Text provided:
Not Intended To Replace Counsel
This program is not intended as legal advice, but rather, instruction in how to stop the lender and give you time to seek out counsel. It is also the result of considerable research. The issues in this lawsuit have been taken from suits already filed by attorneys in cases. You can file the suite immediately to stop foreclosure, but we suggest you secure counsel to help you with the case. We have been locating and training attorneys around the country to deal with this issue and can give the list we have. If you have your own counsel, we can talk to him and bring him up to speed on the fraud issues common to most all consumer mortgages.
We can also provide you with a mediation service if you are unable to negotiate with the lender. Once you have the information provided, you will be able to specifically demonstrate precisely how much fraud is involved in your note. Then, instead of going to the lender with your hat in your hand for a loan modification, you can go into mediation with your boot up their collective behinds.

Tasks to perform:
a: Answer these questions from the foreclosure program text:
(i) Where were the issues in the lawsuit taken from?
(ii) What service is offered to someone unable to negotiate with the lender?
(iii) What has been done with attorneys around the country?
b: Say whether each statement agrees with the foreclosure program text. Support each yes or no with the deciding words quoted from it.
(i) The program is presented as legal advice.
(ii) Someone who already has counsel can have that counsel brought up to speed on the fraud issues.
(iii) The text recommends asking the lender for a loan modification rather than going into mediation.
c: Quote the part of the foreclosure program text that opens with the words containing "We can also" and closes with "their collective behinds.".
The listing isn't needed for any of this work.

Extracted information:
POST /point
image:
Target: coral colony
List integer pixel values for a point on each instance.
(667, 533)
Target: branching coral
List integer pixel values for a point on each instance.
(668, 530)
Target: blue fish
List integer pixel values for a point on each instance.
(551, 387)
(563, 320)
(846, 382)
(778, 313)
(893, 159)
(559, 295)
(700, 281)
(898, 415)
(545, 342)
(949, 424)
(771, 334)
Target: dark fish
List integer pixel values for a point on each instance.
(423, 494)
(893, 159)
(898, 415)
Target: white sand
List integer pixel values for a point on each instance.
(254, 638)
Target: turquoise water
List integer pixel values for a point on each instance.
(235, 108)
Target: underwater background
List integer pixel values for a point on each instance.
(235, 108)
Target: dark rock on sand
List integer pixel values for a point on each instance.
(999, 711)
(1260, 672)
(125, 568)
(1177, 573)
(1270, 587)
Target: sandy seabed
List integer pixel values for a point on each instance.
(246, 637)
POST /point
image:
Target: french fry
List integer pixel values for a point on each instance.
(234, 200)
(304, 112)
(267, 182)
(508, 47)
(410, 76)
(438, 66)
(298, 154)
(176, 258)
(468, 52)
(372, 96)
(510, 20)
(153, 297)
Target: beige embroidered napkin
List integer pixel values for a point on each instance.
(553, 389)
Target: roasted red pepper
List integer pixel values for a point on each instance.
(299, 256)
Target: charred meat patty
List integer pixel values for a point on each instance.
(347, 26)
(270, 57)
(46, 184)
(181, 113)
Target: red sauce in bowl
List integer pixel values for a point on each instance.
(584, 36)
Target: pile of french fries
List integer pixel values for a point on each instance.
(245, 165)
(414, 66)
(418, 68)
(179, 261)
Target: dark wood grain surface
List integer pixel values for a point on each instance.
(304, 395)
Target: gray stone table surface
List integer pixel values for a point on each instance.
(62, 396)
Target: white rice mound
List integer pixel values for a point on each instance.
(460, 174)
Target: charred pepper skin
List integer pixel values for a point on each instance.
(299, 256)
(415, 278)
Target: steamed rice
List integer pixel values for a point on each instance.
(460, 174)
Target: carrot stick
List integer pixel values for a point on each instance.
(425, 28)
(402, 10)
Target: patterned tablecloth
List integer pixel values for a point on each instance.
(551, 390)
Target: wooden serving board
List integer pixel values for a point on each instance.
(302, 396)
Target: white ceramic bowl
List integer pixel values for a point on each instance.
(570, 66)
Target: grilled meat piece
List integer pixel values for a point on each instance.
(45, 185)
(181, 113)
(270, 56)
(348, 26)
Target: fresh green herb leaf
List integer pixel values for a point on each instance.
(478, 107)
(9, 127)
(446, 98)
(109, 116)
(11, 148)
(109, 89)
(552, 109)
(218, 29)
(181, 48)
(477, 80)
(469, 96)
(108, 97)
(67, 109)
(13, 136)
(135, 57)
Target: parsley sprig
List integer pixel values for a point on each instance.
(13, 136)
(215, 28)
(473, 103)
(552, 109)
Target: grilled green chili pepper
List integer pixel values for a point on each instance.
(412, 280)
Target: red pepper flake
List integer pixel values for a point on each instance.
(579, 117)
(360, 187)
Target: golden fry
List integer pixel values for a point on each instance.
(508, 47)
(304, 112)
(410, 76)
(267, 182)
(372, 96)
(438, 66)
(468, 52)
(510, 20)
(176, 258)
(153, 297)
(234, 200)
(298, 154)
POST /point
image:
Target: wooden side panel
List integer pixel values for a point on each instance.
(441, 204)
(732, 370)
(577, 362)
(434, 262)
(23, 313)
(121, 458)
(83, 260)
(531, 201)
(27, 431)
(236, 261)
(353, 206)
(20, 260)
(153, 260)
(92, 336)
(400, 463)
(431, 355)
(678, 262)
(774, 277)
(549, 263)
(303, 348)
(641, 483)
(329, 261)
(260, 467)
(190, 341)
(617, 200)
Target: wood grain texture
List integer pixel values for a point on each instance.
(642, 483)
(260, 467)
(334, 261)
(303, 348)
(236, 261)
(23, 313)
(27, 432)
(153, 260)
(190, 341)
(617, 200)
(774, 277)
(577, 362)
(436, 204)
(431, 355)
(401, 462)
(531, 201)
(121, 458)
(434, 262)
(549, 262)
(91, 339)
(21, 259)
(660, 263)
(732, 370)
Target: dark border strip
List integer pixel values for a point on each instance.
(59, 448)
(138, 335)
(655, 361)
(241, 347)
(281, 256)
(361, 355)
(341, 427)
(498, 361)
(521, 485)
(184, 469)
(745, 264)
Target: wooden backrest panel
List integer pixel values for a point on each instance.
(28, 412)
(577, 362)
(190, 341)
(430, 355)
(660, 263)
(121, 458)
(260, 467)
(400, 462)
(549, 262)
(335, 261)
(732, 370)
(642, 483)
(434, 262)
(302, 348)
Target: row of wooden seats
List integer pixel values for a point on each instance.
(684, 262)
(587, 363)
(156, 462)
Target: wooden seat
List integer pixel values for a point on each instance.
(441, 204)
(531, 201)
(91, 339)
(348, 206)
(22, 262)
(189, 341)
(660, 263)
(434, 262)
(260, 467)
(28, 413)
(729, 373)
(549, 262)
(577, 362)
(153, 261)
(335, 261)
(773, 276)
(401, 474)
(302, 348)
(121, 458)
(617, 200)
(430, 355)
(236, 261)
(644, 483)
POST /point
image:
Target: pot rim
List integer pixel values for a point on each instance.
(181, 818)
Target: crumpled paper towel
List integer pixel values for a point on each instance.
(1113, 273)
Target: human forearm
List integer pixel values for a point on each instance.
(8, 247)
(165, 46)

Solved tasks:
a:
(i) From suits already filed by attorneys in cases.
(ii) A mediation service.
(iii) They have been located and trained to deal with this issue.

b:
(i) No: "This program is not intended as legal advice"
(ii) Yes: "If you have your own counsel, we can talk to him and bring him up to speed on the fraud issues common to most all consumer mortgages."
(iii) No: "instead of going to the lender with your hat in your hand for a loan modification, you can go into mediation"

c:
We can also provide you with a mediation service if you are unable to negotiate with the lender. Once you have the information provided, you will be able to specifically demonstrate precisely how much fraud is involved in your note. Then, instead of going to the lender with your hat in your hand for a loan modification, you can go into mediation with your boot up their collective behinds.